EXCERPTED TEXT ::
-- begin --

The night before, while I’d been out all night, Ivan had marched
off and camped at some hill by Seven Eleven and an underpass. I
thought this odd, this liaison of his love of the wild and his contempt
for all concrete, but so it was.
Plumes of industrial exhale cloud the ascending sun, swirling truth
and crap above the Colorado Springs landscape. Trudging below, our
footsteps are echoed and chased by barks that mar the still solace
of early morning. As the cement underfoot loosens to gravel, we
approach some shoddy neighborhoods of gasping Chevys and frustrated
drivers with numbing hands. The tranquility of an empty city takes
on bizarre qualities of wilderness, what with our backpacks and
hiking boots, and Ivan’s self-skinned coon cap and homemade
jerky. Uneasy eyes follow our packs, shadowing our descent towards
I-25. Soon the incessant rumbles of the highway arise, as the eastern
glows grow and trash ballets afloat the spinning wheels’ winds.
We dodge and cross the traffic, and, finding a hobo entrance slashed
from the fencing, duck the barbs and confront a dejected creek of
floating cartons and sunken shoes. Shanty shacks of tarpaper and
tin pepper the hillside, under looming dunes and abandoned and indefinable
constructs of cement and rust. Ivan drops his pack, sighing and
stretching towards the swimming pool sky. I follow him amongst the
cottonwoods, ‘til he cracks off a limb to his liking.

-- end --

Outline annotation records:
-- begin --

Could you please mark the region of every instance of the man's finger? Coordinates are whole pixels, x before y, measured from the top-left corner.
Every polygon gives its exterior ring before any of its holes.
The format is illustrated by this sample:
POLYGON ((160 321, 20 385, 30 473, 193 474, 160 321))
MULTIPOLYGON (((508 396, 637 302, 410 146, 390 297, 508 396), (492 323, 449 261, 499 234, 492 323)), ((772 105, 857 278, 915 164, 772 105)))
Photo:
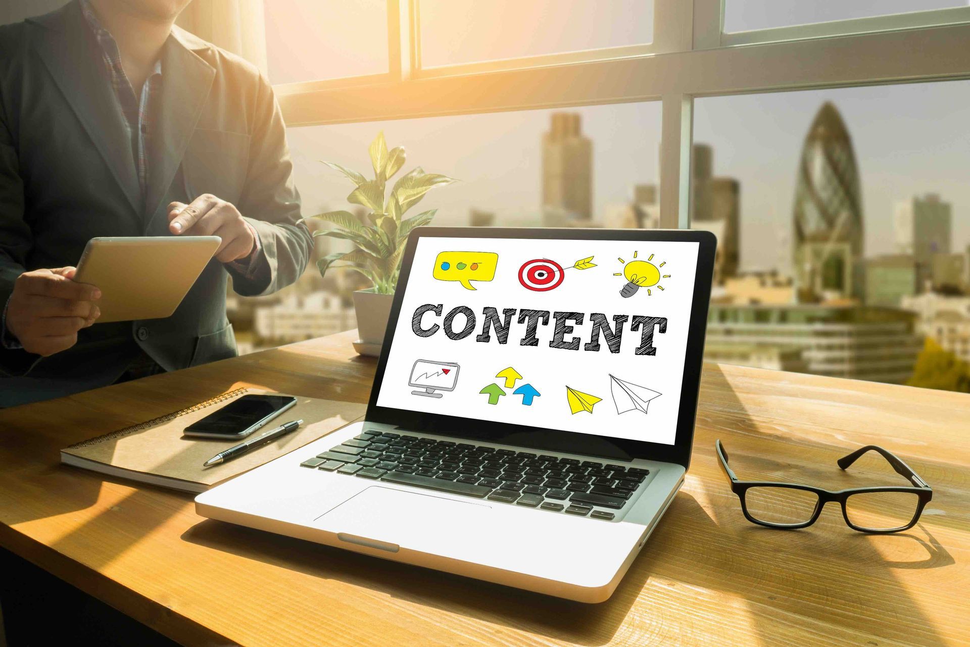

-- end --

DIRECTIVE A ::
Answer these about the Colorado Springs passage:
(i) Where had Ivan camped the night before?
(ii) What kind of cap does Ivan wear?
(iii) What floats in the creek?
DIRECTIVE B :: Retype the stretch of the Colorado Springs passage from "We dodge and" through "to his liking.".

CORRECT RESPONSE A ::
(i) At some hill by Seven Eleven and an underpass.
(ii) A self-skinned coon cap.
(iii) Cartons.

CORRECT RESPONSE B ::
We dodge and cross the traffic, and, finding a hobo entrance slashed
from the fencing, duck the barbs and confront a dejected creek of
floating cartons and sunken shoes. Shanty shacks of tarpaper and
tin pepper the hillside, under looming dunes and abandoned and indefinable
constructs of cement and rust. Ivan drops his pack, sighing and
stretching towards the swimming pool sky. I follow him amongst the
cottonwoods, ‘til he cracks off a limb to his liking.